----- RECORD EXTRACTS

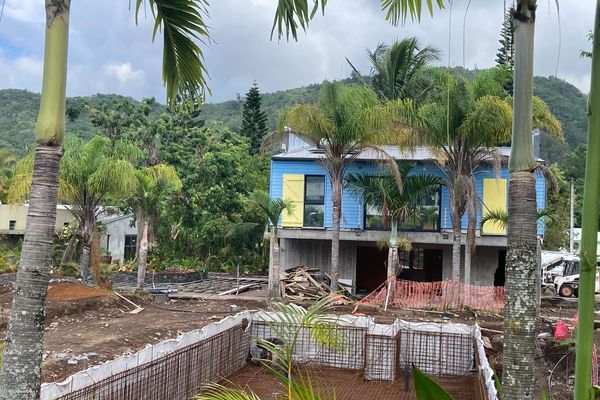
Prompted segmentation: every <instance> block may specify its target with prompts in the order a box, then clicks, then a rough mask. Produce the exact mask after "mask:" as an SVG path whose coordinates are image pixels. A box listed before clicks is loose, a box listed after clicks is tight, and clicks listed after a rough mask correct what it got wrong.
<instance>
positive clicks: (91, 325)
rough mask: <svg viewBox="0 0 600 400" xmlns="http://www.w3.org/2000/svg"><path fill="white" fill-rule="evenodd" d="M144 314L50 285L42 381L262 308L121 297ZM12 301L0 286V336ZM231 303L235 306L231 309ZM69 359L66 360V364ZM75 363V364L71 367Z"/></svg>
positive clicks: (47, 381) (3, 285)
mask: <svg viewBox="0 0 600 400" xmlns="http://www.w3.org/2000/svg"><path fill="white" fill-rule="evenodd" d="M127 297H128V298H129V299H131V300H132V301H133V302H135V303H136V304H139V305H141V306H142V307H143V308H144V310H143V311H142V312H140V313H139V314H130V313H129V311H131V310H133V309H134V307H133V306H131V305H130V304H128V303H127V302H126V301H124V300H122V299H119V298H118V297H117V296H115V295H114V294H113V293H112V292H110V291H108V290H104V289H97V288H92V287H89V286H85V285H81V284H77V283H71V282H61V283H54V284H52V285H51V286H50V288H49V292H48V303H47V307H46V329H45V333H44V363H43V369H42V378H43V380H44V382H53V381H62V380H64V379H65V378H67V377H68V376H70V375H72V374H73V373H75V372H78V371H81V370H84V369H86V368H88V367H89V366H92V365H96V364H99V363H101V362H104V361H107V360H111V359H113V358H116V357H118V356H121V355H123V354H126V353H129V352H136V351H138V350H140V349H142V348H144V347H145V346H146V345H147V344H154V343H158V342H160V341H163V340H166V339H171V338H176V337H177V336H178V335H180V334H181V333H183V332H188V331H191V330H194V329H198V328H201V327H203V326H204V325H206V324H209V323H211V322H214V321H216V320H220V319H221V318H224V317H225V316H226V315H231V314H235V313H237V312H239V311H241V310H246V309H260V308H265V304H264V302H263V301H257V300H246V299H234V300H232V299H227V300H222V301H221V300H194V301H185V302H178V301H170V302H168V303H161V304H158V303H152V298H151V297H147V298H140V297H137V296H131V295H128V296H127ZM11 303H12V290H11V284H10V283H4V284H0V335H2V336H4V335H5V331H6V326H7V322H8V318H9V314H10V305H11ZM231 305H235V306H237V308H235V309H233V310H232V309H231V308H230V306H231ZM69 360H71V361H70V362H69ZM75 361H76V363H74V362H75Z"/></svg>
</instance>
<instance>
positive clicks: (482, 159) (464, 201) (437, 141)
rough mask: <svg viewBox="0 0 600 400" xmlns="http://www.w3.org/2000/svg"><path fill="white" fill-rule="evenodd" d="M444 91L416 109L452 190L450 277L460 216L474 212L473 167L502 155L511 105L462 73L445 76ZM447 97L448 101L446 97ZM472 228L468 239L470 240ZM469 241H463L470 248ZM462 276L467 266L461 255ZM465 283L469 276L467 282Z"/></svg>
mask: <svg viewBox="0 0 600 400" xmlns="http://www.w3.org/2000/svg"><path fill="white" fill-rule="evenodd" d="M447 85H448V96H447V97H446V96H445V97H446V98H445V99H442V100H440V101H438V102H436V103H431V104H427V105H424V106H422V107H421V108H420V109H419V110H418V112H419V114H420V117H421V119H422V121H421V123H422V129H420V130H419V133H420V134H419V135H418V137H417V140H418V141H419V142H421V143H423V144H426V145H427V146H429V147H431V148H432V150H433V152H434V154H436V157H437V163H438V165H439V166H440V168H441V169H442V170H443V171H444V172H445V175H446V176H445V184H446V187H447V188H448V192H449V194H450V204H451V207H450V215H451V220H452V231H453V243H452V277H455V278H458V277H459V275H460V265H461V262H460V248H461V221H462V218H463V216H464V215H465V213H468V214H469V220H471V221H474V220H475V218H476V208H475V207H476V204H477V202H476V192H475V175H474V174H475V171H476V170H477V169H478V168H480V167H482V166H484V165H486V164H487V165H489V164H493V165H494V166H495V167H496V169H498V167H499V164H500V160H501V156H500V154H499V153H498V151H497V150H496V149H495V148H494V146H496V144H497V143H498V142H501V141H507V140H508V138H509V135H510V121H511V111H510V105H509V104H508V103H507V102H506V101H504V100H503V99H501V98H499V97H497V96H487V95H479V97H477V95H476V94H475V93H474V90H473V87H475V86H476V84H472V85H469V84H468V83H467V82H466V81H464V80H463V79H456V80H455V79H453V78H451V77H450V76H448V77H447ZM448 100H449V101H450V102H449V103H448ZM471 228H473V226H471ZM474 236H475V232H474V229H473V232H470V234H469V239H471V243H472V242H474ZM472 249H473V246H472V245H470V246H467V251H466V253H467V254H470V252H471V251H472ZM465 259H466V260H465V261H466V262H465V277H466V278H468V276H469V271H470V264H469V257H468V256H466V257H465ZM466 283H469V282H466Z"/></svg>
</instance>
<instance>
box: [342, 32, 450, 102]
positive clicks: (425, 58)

----------

Pictures aside, retype all of the entries word for word.

- **OUTPUT OF THE TASK**
Prompted segmentation: every <instance> block may specify its target with prompts in the order a box, then clicks, then a rough mask. Produce the exact mask after "mask:" as an SVG path whose coordinates are image pixels. A box listed before clicks is loose, a box listed after clicks is tight, and clicks listed after a rough mask correct what it got wrong.
<instance>
positive clicks: (91, 325)
rough mask: <svg viewBox="0 0 600 400" xmlns="http://www.w3.org/2000/svg"><path fill="white" fill-rule="evenodd" d="M144 314L50 285L42 381L262 308L121 297ZM12 301L0 286V336ZM231 303L235 306L231 309ZM69 359L66 360V364ZM75 363V364L71 367Z"/></svg>
positive clicks: (47, 381) (3, 285)
mask: <svg viewBox="0 0 600 400" xmlns="http://www.w3.org/2000/svg"><path fill="white" fill-rule="evenodd" d="M127 297H128V298H129V299H131V300H132V301H133V302H135V303H136V304H139V305H141V306H142V307H143V308H144V310H143V311H142V312H140V313H139V314H130V313H129V311H131V310H133V309H134V307H133V306H131V305H130V304H128V303H127V302H126V301H124V300H122V299H119V298H118V297H117V296H115V295H114V294H113V293H112V292H110V291H108V290H104V289H97V288H92V287H89V286H85V285H81V284H77V283H71V282H61V283H54V284H52V285H51V286H50V288H49V292H48V303H47V307H46V329H45V333H44V363H43V369H42V378H43V380H44V382H53V381H62V380H64V379H65V378H67V377H68V376H70V375H72V374H73V373H75V372H78V371H81V370H84V369H86V368H88V367H89V366H92V365H96V364H99V363H101V362H104V361H107V360H111V359H113V358H116V357H118V356H121V355H123V354H126V353H129V352H136V351H138V350H140V349H142V348H144V347H145V346H146V345H147V344H154V343H158V342H160V341H163V340H166V339H171V338H176V337H177V336H178V335H180V334H181V333H183V332H188V331H191V330H194V329H198V328H201V327H203V326H204V325H206V324H209V323H211V322H214V321H216V320H220V319H221V318H224V317H225V316H226V315H231V314H235V313H237V312H239V311H241V310H246V309H260V308H265V304H264V302H263V301H257V300H246V299H234V300H232V299H227V300H222V301H221V300H194V301H185V302H178V301H170V302H168V303H161V304H158V303H152V298H151V297H147V298H140V297H137V296H131V295H128V296H127ZM11 303H12V290H11V284H10V283H4V284H0V335H2V336H4V335H5V331H6V326H7V322H8V318H9V314H10V305H11ZM231 305H235V306H237V308H235V309H233V310H232V309H231V308H230V306H231ZM69 360H71V361H70V362H69ZM75 361H76V363H74V362H75Z"/></svg>
</instance>
<instance>
positive clicks: (482, 159) (464, 201) (437, 141)
rough mask: <svg viewBox="0 0 600 400" xmlns="http://www.w3.org/2000/svg"><path fill="white" fill-rule="evenodd" d="M444 91L416 109L452 190L450 277L460 216L474 212L473 167L502 155L511 105L462 73L445 76ZM447 97L448 101L446 97ZM472 228L468 239L470 240ZM469 241H463L470 248ZM462 276L467 266L461 255ZM465 283L469 276L467 282Z"/></svg>
mask: <svg viewBox="0 0 600 400" xmlns="http://www.w3.org/2000/svg"><path fill="white" fill-rule="evenodd" d="M447 85H448V96H447V97H446V96H445V97H446V98H445V99H442V100H440V101H438V102H436V103H431V104H427V105H424V106H422V107H421V108H420V109H419V110H418V112H419V114H420V117H421V119H422V121H421V123H422V129H420V130H419V133H420V134H419V135H418V137H417V140H418V141H419V142H421V143H423V144H426V145H427V146H429V147H431V148H432V150H433V152H434V154H436V157H437V163H438V165H439V166H440V168H441V169H442V170H443V171H444V172H445V175H446V176H445V184H446V187H447V188H448V192H449V194H450V204H451V207H450V215H451V220H452V231H453V243H452V277H455V278H458V277H459V275H460V265H461V262H460V248H461V221H462V218H463V216H464V215H465V213H468V214H469V220H471V221H474V220H475V218H476V208H475V207H476V204H477V202H476V192H475V175H474V174H475V171H476V170H477V169H478V168H480V167H482V166H484V165H486V164H487V165H489V164H493V165H494V166H495V167H496V169H498V167H499V164H500V160H501V156H500V154H499V153H498V151H497V150H496V149H495V148H494V146H496V144H497V143H498V142H501V141H507V140H508V138H509V135H510V121H511V111H510V105H509V104H508V103H507V102H506V101H504V100H503V99H501V98H499V97H497V96H487V95H479V97H477V95H476V94H475V93H474V90H473V87H475V86H476V84H472V85H469V84H468V83H467V82H466V81H464V80H463V79H456V80H455V79H453V78H451V77H450V76H448V77H447ZM448 100H449V101H450V102H449V103H448ZM471 228H473V226H471ZM474 236H475V232H474V229H473V232H470V234H469V239H471V243H472V242H474ZM472 249H473V246H472V245H470V246H467V251H466V253H467V254H470V252H471V251H472ZM465 259H466V260H465V261H466V262H465V277H466V278H468V276H469V271H470V264H469V257H468V256H466V257H465ZM466 283H469V282H466Z"/></svg>
</instance>
<instance>
box: [342, 32, 450, 102]
positive clicks: (425, 58)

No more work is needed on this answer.